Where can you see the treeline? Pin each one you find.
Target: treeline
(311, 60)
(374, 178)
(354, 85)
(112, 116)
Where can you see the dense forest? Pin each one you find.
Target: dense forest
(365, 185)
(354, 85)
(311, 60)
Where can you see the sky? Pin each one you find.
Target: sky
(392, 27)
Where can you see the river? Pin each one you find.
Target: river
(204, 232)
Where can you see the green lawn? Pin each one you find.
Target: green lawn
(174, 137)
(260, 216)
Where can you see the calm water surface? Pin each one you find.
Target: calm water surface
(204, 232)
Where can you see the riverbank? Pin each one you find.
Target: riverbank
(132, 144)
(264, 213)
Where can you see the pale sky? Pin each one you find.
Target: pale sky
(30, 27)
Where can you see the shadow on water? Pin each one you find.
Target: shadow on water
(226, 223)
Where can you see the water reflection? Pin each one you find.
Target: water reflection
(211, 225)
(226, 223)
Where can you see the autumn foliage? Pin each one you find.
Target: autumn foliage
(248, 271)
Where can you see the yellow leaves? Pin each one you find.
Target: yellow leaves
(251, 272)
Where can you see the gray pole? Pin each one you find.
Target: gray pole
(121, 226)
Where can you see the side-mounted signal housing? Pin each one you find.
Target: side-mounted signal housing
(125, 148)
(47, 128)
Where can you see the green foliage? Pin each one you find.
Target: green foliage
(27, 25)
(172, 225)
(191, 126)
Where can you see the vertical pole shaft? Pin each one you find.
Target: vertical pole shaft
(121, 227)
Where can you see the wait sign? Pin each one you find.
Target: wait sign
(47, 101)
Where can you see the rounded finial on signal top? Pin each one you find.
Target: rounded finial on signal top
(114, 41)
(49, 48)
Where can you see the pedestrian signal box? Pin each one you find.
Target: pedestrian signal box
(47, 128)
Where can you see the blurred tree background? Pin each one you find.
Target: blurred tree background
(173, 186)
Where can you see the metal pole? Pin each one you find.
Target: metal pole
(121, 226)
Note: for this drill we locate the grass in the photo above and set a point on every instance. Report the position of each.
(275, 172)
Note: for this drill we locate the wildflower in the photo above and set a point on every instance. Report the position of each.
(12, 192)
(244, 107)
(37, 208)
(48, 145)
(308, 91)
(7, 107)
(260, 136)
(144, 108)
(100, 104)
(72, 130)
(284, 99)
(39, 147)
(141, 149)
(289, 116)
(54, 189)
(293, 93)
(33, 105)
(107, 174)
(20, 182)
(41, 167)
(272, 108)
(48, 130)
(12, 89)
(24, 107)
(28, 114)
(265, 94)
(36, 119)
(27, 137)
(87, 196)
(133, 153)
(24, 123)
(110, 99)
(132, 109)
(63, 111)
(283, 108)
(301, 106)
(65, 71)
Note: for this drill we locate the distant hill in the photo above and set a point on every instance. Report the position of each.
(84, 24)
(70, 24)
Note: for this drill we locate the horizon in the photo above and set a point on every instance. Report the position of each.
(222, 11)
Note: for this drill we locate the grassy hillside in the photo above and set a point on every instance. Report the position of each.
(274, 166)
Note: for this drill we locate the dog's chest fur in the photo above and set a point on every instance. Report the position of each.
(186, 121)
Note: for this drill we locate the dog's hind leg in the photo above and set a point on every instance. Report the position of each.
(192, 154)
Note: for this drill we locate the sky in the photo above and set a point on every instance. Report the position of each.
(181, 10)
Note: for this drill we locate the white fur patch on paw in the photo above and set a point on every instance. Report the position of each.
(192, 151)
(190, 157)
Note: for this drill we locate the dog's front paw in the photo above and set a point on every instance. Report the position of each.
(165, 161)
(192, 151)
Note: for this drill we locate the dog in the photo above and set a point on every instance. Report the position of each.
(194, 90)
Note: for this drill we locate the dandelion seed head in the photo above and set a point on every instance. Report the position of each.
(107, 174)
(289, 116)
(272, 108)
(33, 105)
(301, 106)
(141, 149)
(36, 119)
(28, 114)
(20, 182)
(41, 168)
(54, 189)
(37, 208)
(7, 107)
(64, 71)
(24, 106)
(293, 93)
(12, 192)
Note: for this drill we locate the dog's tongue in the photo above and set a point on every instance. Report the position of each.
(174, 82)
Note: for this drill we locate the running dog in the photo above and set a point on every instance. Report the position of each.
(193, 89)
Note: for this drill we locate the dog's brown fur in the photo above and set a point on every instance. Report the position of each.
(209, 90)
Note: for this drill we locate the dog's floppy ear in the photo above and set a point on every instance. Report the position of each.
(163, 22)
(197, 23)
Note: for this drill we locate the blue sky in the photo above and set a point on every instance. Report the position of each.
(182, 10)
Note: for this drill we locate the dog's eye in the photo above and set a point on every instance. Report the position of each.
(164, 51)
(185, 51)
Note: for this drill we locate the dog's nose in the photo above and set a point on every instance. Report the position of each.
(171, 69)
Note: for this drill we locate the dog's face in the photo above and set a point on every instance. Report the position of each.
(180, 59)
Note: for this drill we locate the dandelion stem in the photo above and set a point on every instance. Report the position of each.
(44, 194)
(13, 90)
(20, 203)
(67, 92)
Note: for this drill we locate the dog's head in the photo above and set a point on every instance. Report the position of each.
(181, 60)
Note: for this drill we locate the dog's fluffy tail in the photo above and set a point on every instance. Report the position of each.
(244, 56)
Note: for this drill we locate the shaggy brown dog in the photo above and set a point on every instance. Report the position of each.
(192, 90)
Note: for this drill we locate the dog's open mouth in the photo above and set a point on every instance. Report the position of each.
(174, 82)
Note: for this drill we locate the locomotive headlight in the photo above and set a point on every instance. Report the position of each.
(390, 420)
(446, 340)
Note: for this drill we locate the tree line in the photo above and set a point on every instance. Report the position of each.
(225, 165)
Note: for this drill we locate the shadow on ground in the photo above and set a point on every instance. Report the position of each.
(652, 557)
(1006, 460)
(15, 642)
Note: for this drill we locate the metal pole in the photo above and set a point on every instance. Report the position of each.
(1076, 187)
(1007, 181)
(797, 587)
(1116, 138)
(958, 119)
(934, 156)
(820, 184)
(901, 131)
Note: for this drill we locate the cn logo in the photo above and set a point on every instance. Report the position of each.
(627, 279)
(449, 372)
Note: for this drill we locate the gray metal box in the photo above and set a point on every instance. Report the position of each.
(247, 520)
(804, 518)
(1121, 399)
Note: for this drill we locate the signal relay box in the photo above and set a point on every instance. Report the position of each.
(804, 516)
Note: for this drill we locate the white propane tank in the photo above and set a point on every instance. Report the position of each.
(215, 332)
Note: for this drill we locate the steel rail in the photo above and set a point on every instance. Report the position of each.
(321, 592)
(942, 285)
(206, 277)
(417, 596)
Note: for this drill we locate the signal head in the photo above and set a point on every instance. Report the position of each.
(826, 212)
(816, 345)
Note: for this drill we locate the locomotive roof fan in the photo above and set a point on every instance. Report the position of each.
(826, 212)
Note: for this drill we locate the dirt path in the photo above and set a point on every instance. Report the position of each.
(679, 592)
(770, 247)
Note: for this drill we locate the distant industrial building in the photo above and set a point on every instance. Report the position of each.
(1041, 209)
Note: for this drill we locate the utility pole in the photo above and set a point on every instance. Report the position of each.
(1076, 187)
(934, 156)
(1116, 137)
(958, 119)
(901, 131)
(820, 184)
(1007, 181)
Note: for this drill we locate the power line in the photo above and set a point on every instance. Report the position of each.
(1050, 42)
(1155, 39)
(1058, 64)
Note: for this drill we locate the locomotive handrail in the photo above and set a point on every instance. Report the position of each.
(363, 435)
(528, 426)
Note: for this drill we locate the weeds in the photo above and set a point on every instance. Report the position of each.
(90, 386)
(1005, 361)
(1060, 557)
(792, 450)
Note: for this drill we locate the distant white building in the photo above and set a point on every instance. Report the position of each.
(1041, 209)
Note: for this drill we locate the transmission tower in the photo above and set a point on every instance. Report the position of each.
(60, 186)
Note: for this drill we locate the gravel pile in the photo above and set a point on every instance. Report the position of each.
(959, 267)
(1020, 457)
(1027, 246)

════════════════

WORK INSTRUCTION: Would you please copy, word for word, everything above from the line containing "Where can you see the pale" down to the line containing "Where can you see the autumn", those two lines included?

YOUR SOLUTION:
Where can you see the pale sky? Pin each one you find.
Target: pale sky
(30, 27)
Where can you see the shadow on water? Pin each one you find.
Target: shadow on water
(226, 223)
Where can you see the water reflection? Pin each one you find.
Target: water reflection
(211, 225)
(226, 223)
Where can you see the autumn foliage? Pin each one you find.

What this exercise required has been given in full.